## What this task involves
Return each line of the material below that contains the string "target".

## Data lines

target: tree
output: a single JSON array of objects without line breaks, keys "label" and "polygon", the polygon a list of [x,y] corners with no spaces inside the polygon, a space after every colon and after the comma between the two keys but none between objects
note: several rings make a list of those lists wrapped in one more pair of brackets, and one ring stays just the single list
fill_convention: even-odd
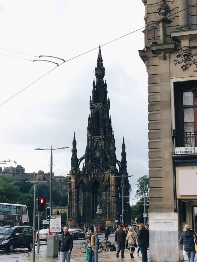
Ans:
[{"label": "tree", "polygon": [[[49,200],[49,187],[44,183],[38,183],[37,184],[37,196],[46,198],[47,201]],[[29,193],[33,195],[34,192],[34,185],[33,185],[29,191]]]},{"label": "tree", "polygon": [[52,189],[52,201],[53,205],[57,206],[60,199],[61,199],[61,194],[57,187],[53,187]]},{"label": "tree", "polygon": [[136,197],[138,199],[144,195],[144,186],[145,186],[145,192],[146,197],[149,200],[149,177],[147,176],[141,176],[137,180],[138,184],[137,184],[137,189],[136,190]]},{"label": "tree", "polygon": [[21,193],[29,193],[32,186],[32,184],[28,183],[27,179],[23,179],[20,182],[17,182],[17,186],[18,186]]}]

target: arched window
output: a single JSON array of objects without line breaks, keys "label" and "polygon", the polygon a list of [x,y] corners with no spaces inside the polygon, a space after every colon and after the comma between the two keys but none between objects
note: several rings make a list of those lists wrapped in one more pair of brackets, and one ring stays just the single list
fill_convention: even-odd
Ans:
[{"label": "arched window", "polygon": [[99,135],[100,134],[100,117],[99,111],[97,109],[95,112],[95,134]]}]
==
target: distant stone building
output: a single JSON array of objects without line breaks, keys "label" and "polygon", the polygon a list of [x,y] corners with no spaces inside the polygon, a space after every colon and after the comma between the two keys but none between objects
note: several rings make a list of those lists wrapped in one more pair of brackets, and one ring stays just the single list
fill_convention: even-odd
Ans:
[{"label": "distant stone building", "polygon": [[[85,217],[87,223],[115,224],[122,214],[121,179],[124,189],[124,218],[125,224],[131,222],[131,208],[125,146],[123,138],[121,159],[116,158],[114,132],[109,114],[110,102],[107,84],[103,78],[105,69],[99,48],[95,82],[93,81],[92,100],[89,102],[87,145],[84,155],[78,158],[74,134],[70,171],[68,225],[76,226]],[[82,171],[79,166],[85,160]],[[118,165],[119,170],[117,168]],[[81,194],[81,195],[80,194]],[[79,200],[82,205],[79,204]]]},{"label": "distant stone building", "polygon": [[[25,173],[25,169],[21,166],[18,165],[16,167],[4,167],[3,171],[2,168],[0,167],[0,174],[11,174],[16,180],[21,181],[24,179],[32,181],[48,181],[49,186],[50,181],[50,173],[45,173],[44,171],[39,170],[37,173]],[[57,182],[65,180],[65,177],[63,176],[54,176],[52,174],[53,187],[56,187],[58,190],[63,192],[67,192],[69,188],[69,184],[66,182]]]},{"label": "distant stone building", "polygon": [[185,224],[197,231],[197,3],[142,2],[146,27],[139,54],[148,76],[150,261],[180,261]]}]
--
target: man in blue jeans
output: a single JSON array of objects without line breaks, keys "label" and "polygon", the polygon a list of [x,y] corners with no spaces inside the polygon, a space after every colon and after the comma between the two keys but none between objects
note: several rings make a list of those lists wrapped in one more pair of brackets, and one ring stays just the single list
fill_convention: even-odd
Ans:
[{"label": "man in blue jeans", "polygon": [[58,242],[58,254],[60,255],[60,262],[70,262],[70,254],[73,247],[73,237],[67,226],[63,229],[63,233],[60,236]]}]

## Result
target: tree
target: arched window
target: distant stone building
target: man in blue jeans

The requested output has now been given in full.